* _Dataset items_:
______________________________

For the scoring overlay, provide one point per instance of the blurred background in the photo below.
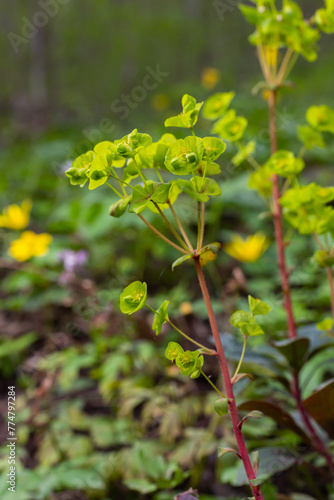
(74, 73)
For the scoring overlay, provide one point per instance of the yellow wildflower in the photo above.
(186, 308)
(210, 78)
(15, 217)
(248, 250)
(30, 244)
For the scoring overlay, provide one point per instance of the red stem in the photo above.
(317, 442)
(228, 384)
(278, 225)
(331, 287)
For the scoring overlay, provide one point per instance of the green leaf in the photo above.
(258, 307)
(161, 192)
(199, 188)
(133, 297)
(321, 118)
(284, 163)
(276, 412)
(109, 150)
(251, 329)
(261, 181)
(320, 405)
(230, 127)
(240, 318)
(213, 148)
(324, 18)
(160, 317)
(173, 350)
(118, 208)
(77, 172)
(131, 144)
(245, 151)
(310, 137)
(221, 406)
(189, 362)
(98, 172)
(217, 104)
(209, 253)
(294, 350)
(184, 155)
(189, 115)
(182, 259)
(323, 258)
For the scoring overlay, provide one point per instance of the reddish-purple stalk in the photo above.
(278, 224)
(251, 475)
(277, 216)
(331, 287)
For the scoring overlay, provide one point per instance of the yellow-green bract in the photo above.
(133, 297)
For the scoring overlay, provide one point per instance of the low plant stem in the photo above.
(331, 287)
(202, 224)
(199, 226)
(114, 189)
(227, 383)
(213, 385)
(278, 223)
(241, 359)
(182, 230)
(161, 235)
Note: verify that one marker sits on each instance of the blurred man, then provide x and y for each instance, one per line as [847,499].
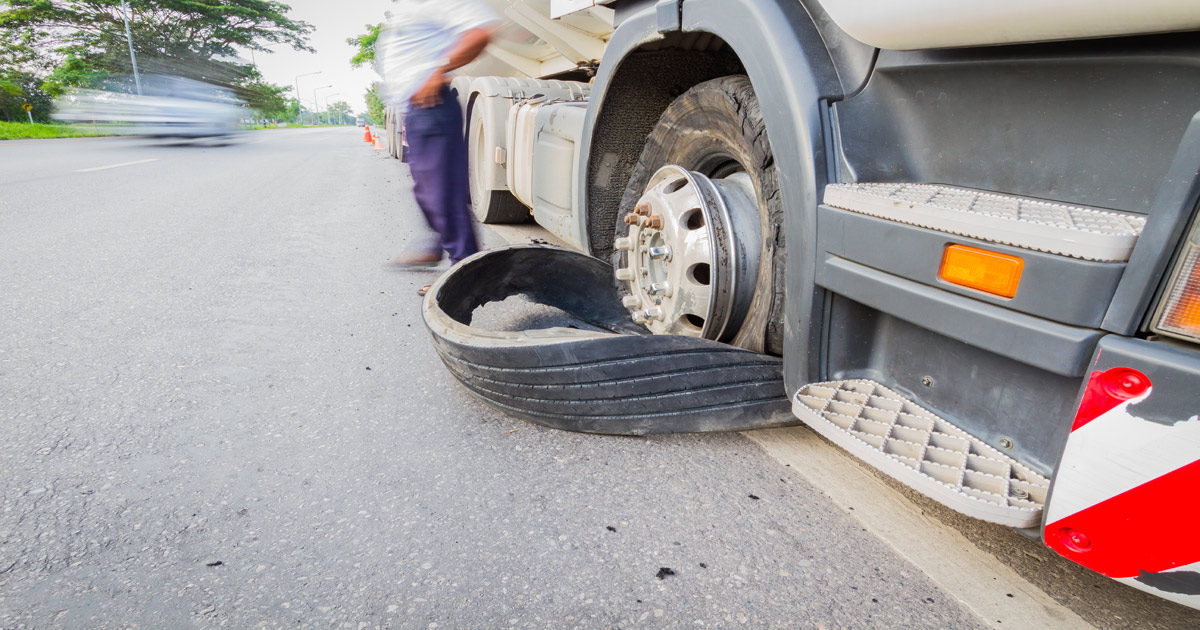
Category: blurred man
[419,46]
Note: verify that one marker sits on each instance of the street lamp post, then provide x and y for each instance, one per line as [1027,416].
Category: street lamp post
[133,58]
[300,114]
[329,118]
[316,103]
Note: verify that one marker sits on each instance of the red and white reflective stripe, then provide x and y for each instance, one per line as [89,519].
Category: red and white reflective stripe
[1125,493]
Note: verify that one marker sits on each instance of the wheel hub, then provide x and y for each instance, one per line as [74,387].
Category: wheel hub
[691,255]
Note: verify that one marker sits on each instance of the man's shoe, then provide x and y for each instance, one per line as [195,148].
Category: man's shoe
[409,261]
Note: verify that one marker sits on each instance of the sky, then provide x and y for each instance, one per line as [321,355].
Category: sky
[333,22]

______________________________

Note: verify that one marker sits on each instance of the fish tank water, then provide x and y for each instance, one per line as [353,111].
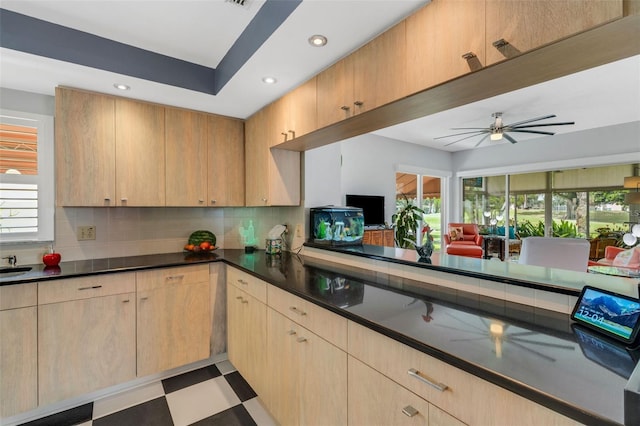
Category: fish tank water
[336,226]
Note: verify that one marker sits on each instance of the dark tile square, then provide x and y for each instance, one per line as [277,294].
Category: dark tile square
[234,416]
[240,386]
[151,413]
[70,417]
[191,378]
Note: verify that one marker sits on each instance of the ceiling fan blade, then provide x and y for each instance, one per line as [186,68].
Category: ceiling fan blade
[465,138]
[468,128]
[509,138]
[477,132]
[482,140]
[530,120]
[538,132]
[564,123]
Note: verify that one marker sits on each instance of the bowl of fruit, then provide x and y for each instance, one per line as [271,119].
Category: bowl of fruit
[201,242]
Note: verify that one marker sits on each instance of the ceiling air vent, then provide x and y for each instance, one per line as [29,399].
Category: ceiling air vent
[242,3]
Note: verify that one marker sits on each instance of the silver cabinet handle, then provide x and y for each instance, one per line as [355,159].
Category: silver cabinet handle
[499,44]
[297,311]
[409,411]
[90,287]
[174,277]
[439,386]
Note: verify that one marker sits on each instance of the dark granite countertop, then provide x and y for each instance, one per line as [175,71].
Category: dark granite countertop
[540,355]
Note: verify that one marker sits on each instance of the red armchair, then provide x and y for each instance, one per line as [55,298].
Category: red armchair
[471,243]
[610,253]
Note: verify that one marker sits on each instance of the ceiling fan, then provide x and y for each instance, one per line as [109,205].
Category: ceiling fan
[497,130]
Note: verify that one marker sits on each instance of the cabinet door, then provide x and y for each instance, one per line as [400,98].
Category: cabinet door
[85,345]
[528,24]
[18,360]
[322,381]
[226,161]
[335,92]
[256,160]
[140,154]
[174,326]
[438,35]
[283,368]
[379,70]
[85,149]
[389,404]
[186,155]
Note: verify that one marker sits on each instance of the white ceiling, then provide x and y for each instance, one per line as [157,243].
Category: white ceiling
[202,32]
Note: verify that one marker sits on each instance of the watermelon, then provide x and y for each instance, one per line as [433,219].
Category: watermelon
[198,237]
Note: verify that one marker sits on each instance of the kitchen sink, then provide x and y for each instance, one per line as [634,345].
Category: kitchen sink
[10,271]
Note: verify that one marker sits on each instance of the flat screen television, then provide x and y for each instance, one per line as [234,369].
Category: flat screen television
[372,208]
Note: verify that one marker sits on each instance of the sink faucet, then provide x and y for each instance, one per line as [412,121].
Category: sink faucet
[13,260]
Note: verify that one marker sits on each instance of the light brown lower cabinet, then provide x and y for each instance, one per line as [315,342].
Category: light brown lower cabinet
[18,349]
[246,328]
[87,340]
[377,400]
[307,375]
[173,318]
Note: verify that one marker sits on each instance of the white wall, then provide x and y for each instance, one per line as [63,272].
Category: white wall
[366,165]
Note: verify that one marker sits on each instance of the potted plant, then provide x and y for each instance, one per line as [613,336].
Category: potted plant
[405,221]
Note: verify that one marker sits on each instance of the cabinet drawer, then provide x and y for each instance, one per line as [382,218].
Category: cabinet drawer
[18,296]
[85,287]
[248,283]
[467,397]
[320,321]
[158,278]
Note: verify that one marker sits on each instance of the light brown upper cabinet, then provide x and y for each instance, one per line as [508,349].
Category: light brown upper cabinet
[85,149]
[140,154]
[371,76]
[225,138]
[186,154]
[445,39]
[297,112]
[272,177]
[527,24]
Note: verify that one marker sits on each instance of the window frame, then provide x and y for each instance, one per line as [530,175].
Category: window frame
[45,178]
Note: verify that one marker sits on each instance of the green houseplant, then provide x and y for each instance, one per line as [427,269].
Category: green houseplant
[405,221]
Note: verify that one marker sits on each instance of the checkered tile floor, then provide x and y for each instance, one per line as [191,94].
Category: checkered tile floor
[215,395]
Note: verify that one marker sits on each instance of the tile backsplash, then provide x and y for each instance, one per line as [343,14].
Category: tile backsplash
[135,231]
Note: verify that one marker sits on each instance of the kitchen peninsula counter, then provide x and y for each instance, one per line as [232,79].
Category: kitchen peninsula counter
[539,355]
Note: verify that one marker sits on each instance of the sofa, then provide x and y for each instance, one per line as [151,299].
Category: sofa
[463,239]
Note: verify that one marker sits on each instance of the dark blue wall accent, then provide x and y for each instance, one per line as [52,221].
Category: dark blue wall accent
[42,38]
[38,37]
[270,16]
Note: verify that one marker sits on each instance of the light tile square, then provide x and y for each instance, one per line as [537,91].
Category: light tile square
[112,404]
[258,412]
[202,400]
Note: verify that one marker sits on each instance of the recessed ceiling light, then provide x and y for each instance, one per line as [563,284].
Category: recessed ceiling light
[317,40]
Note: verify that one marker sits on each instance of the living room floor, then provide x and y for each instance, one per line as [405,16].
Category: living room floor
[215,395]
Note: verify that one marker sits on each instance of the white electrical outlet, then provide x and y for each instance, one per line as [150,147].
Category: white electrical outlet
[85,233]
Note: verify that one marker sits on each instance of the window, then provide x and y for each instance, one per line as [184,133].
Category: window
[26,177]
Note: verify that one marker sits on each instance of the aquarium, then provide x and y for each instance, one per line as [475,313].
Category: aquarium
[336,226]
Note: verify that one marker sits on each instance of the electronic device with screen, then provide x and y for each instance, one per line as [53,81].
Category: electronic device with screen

______________________________

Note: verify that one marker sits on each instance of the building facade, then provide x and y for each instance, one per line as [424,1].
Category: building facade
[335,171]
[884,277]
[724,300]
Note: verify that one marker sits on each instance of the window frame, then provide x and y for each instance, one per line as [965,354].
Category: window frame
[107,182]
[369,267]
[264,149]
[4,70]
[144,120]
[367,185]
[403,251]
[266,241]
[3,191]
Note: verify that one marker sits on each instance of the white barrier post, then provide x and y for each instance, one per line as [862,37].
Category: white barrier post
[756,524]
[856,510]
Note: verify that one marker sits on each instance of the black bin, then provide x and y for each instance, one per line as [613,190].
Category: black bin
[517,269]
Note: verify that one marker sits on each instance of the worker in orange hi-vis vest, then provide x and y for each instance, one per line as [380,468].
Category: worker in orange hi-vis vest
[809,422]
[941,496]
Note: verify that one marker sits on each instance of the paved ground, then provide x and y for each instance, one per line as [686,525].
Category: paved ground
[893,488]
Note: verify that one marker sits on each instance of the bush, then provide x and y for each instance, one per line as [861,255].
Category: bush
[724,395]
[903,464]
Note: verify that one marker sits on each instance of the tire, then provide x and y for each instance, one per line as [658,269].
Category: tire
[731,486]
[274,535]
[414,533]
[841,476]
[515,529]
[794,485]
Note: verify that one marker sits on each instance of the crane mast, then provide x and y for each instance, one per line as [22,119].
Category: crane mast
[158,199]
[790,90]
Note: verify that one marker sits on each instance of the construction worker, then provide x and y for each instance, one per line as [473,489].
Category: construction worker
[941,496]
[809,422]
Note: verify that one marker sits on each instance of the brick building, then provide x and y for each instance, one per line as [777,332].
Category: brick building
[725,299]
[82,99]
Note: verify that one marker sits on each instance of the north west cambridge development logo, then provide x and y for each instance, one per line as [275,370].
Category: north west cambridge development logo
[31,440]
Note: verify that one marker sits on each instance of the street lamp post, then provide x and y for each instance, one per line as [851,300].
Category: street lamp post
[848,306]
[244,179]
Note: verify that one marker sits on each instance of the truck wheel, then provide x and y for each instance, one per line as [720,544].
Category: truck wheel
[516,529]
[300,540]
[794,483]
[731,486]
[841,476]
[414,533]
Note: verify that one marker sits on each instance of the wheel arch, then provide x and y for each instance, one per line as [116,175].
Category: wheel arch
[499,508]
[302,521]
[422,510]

______________________________

* _Prompt_: Of the entries above, repeat exactly the lines from the line with "line as [861,255]." through the line with "line as [473,489].", both of them included.

* _Exercise answer_:
Note: verify that one marker sits on each instance of the bush, then provide x and y for each instance, one per line as [861,255].
Category: bush
[724,395]
[903,464]
Note: verify that one marker sits on each instance of the tire, then provide x and y for each instance, one per line as [658,269].
Category: tire
[731,486]
[274,535]
[414,533]
[841,476]
[515,529]
[794,485]
Note: verify that one marker sits on each instance of the crane mast, then provide x and y for each instance, one per line as [22,119].
Category: crane mast
[158,199]
[790,90]
Note: verify that one marker sits on each instance of the construction worker, then provide x and y for each instance, one per line as [473,489].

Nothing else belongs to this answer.